Pick out every line in the material below that contains the word "metal" and copy each of those lines.

--- START ---

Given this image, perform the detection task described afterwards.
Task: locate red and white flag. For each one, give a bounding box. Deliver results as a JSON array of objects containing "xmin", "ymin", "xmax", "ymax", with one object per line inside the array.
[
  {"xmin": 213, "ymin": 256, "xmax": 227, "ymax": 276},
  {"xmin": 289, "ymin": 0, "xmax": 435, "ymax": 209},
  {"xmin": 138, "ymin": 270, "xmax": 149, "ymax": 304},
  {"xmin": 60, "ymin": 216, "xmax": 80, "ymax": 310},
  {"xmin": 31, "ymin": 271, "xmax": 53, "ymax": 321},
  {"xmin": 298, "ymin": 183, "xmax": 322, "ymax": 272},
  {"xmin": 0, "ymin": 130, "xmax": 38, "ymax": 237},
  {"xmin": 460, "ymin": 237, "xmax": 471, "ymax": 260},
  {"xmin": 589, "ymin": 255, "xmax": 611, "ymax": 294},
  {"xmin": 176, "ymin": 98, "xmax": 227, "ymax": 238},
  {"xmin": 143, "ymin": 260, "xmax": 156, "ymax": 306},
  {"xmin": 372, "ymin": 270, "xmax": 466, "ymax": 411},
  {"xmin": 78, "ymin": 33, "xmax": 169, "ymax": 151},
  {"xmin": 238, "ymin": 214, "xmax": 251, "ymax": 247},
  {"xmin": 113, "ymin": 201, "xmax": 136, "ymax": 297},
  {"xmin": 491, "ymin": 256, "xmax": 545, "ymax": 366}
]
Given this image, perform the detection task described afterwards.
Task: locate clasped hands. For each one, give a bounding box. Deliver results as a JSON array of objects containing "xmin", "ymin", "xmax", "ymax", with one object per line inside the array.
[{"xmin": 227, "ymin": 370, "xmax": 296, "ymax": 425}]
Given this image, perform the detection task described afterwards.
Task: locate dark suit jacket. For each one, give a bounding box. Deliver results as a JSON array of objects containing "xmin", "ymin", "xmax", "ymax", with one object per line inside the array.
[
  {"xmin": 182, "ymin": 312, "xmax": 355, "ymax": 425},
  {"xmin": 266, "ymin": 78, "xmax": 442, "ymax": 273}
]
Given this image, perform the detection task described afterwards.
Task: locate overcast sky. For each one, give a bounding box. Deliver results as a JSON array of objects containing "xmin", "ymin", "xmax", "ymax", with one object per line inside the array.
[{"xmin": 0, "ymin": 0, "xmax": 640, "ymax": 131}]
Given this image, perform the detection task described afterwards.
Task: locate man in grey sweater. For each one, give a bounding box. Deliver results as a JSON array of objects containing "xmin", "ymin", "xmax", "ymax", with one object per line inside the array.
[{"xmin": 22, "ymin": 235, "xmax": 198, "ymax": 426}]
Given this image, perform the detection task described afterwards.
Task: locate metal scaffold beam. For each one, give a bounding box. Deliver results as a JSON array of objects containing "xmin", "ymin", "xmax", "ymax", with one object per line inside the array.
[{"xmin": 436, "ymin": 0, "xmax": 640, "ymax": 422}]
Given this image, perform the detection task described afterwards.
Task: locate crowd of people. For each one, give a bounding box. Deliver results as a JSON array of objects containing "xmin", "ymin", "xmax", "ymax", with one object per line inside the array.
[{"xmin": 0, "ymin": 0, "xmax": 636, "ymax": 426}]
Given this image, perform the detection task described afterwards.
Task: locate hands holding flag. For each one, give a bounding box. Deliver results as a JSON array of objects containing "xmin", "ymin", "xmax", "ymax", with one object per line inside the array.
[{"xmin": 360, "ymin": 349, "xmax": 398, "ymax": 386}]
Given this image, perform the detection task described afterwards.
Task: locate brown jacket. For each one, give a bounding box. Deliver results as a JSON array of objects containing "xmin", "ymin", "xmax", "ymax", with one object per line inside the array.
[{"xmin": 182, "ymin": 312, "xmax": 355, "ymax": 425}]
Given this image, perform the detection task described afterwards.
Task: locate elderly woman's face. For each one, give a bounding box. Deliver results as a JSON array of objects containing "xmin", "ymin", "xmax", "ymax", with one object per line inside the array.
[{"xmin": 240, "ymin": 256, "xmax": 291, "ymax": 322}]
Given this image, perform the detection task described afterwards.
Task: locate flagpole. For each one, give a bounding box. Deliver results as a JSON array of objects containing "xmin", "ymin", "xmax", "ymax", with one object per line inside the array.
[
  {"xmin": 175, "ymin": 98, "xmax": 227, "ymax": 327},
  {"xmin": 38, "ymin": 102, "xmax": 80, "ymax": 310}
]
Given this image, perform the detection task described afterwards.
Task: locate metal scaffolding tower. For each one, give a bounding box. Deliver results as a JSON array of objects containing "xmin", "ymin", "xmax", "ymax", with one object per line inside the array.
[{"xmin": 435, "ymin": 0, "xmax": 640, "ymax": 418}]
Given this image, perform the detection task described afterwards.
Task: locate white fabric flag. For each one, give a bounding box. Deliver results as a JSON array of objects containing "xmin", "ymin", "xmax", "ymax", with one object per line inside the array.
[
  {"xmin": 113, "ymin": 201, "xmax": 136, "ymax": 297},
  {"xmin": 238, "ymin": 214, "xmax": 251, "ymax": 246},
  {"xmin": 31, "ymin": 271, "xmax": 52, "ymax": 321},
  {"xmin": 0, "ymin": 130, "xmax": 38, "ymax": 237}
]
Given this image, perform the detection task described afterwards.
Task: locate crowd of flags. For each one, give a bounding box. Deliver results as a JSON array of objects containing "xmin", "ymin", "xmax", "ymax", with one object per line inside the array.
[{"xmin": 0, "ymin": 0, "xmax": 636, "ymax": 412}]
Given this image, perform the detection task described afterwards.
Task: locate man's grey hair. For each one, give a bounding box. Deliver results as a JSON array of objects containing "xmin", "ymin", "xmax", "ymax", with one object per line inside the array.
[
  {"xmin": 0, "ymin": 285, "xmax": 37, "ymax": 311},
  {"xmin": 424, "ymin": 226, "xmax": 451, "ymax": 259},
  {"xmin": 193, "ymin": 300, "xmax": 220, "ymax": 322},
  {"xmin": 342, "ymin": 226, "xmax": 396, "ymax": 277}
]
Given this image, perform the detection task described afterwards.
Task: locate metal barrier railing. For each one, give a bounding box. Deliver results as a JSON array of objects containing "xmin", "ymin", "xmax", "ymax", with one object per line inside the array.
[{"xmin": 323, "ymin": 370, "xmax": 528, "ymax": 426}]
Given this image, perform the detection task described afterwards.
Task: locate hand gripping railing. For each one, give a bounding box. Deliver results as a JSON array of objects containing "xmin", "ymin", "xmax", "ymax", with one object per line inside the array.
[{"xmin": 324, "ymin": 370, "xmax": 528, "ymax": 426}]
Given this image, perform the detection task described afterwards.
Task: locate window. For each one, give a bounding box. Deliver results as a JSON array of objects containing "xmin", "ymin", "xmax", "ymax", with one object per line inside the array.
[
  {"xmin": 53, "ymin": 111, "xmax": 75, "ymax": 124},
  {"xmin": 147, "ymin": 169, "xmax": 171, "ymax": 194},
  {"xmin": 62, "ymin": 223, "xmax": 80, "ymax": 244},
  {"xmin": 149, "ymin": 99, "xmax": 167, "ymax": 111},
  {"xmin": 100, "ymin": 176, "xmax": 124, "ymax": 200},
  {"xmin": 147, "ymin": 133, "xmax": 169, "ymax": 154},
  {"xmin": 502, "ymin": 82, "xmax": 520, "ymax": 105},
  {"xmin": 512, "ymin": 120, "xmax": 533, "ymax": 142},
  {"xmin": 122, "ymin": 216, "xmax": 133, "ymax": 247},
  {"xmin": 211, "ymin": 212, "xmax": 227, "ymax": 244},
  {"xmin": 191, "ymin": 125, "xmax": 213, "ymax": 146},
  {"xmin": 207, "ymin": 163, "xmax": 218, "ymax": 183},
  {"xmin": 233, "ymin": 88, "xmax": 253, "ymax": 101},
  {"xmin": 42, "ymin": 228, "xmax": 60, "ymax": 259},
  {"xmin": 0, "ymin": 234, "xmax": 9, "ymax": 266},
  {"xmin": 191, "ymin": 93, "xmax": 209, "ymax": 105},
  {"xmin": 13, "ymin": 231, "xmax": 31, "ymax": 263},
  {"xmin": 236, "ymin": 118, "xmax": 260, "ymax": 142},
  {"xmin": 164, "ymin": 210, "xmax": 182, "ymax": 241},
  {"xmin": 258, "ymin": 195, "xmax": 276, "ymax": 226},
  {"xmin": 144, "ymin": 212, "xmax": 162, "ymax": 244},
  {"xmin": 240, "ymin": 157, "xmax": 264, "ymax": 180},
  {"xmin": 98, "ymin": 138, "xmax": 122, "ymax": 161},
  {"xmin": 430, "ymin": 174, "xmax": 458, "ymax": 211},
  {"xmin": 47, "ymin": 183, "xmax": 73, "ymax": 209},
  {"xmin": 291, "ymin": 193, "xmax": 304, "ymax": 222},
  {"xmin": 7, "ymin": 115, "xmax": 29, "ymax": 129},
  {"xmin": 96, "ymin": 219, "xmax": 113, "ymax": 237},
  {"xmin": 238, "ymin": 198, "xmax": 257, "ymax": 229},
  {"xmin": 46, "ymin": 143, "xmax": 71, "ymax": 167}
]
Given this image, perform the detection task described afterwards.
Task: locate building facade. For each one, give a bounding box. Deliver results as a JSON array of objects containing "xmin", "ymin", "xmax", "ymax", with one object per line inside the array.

--- END ---

WRITTEN SOLUTION ::
Task: locate metal scaffold beam. For each one, give a bounding box. Deliver results as a JSON array of objects containing "xmin", "ymin", "xmax", "ymax", with one object per line inside the array.
Task: locate metal scaffolding tower. For each one, give a bounding box. Deliver results as a JSON array of objects containing "xmin", "ymin", "xmax", "ymax", with one object per line inside the array.
Task: locate metal barrier railing. For each one, give a bounding box. Deliver results as a JSON array of objects containing "xmin", "ymin", "xmax", "ymax", with one object per line inside the array.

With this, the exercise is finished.